Request
Return the listing below unchanged, reproducing every line in order.

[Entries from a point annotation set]

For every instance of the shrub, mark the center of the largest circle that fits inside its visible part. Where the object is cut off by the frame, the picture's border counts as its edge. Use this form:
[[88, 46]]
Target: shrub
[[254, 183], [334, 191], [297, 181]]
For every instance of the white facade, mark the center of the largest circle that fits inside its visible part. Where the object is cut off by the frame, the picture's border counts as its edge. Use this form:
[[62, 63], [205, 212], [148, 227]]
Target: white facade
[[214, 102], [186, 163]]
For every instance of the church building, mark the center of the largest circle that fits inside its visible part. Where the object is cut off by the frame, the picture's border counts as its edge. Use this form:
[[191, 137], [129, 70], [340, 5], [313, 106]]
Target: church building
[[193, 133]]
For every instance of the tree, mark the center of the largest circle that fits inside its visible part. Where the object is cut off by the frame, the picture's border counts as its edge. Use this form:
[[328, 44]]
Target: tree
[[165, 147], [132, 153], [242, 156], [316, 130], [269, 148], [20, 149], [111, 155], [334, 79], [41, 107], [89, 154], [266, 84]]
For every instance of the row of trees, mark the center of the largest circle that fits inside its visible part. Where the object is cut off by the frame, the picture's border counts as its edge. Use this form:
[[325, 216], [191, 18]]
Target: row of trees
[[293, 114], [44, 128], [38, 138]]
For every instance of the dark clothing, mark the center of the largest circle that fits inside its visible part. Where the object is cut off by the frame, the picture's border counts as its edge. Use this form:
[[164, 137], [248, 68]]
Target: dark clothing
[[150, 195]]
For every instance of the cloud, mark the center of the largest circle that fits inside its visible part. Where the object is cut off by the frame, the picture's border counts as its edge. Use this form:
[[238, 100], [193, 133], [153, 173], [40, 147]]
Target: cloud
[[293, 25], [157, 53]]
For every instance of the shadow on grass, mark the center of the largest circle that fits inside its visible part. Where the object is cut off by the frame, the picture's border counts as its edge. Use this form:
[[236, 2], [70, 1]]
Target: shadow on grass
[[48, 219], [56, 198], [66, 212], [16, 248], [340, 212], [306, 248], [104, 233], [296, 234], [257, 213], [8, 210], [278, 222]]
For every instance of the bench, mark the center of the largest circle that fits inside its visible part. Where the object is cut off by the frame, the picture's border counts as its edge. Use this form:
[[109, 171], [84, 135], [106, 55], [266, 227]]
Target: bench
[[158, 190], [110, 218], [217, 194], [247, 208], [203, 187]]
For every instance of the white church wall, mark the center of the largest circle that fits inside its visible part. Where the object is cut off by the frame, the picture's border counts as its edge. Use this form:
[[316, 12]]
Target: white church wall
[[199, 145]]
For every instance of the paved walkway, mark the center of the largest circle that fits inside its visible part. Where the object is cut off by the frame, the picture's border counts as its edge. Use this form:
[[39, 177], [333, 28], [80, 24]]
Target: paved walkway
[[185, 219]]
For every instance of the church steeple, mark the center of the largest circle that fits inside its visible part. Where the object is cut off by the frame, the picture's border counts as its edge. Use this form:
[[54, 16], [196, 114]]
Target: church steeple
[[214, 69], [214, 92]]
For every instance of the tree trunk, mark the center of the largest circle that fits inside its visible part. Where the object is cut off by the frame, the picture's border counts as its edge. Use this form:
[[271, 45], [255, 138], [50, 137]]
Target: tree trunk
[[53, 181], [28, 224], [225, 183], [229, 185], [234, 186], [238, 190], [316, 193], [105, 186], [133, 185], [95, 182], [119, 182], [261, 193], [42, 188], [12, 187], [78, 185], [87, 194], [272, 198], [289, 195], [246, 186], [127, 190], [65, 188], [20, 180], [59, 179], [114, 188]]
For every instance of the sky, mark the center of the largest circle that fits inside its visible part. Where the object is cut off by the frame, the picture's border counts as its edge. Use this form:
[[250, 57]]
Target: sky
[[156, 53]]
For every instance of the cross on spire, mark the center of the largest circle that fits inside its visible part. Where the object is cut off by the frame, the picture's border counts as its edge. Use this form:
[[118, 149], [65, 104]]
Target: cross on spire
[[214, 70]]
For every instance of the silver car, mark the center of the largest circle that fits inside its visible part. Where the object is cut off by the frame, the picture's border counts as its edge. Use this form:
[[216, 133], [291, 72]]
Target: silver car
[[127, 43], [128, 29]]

Solved exercise
For every instance of the shrub, mark the center of the largest circle that fits inside its visible part. Where the object is cut off by the frame, the picture's border counts as its edge. Use this form:
[[88, 46]]
Target: shrub
[[254, 183], [334, 191], [297, 181]]
For every instance of the white facade, mark the center of the largest circle that fits inside its visible part. Where the object is cut off by the frame, the picture's border counts as its edge. Use this form:
[[62, 63], [205, 212], [148, 227]]
Target: white facade
[[214, 102], [186, 163]]
For every instance of the church building, mark the center of the largest circle that fits inside its visible part. Where the object is cut off by the frame, the picture's border counts as its edge. Use this form:
[[191, 137], [129, 70], [340, 5], [313, 106]]
Target: church building
[[193, 133]]
For every instance of the tree, mark the center of the largest circle that fits inside its visible part. Where the object is cut off by the frame, the picture's border counts as its edge. Use this form:
[[328, 44]]
Target: tree
[[165, 147], [132, 153], [242, 156], [316, 130], [269, 148], [20, 149], [111, 155], [334, 79], [41, 107], [89, 154], [266, 84]]
For every instance of the row of trees, mark the center of the largest circle that fits inside its visible part. Where the object is cut off by the frame, the picture's border counts as its edge. Use this form:
[[325, 216], [191, 18]]
Target: row of trees
[[293, 114], [44, 128], [38, 138]]
For every instance of the dark clothing, mark the center of the largest circle that fits inside its visible part. Where the object is cut off by the frame, the picture's border counts as its edge. Use this form:
[[164, 137], [248, 68]]
Target: dark clothing
[[150, 195]]
For every instance of the cloud, mark the center of the largest circle that fits inside its visible part. Where the object is cut off by the frame, the picture's border counts as its edge. Use this form:
[[238, 100], [193, 133], [153, 173], [40, 147]]
Target: cloud
[[293, 25], [157, 53]]
For every instance of the shadow on grass, mark the center of the largest circle that fits inside its visible part. Where the object is cut off by the frame, the picture's border counts as its edge. Use this form:
[[236, 2], [70, 1]]
Target: shadow on grass
[[48, 219], [56, 198], [66, 212], [16, 248], [340, 212], [306, 248], [104, 233], [296, 234], [257, 213], [8, 210], [278, 222]]
For every instance of the bench, mark the center of the largest circle that fits inside its visible part. Where the object is cut off by the frame, the picture's border counts as its edge. Use this form:
[[109, 171], [84, 135], [106, 55], [266, 227]]
Target: bench
[[158, 190], [110, 218], [217, 194], [247, 208], [203, 187]]
For every instance of the white church wall, mark the center of the largest circle that fits inside its visible part. Where the object is cut off by the frame, the picture's border counts as its edge. Use this form:
[[316, 12]]
Target: white church wall
[[199, 145]]
For every instance of the paved walkway, mark the center of the largest circle that fits inside its visible part. Where the object is cut off by the frame, the picture's border counts as its edge. Use this form:
[[39, 177], [333, 28], [80, 24]]
Target: paved walkway
[[185, 219]]
For every instance of the church steeple, mark the center of the largest circle that fits inside its visible part. Where the object is cut off by the frame, the picture's border counts as its edge. Use this form:
[[54, 16], [196, 114]]
Target: church steeple
[[214, 69], [214, 92]]
For every instance of the tree trunk, mark the center of the largest circle that fits inside its visible part. Where the object is cut off by the frame, the picture's border counts as its edge. Use this form:
[[271, 45], [255, 138], [50, 137]]
Target: tree trunk
[[53, 181], [28, 224], [225, 183], [229, 185], [234, 186], [238, 190], [316, 193], [105, 186], [133, 185], [95, 182], [119, 182], [261, 193], [42, 188], [12, 187], [78, 185], [87, 194], [272, 198], [289, 195], [246, 186], [127, 190], [65, 188], [20, 180], [59, 179], [114, 188]]
For every instance of the sky, mark the center of the largest circle that fits inside its visible part. Where the object is cut off by the frame, the picture's border counts as its edge. Use this form:
[[250, 57]]
Target: sky
[[156, 53]]
For every instance of the cross on spire, mark the center of the largest circle that fits inside its visible part. Where the object is cut off by the frame, the picture's border counts as its edge. Use this form:
[[118, 149], [65, 104]]
Target: cross on spire
[[214, 70]]
For every instance of the silver car, mark the center of the largest circle that fits inside its visible part. Where the object is cut off by the frame, the picture's border counts as its edge. Use this form:
[[216, 133], [291, 72]]
Target: silver car
[[127, 43], [128, 29]]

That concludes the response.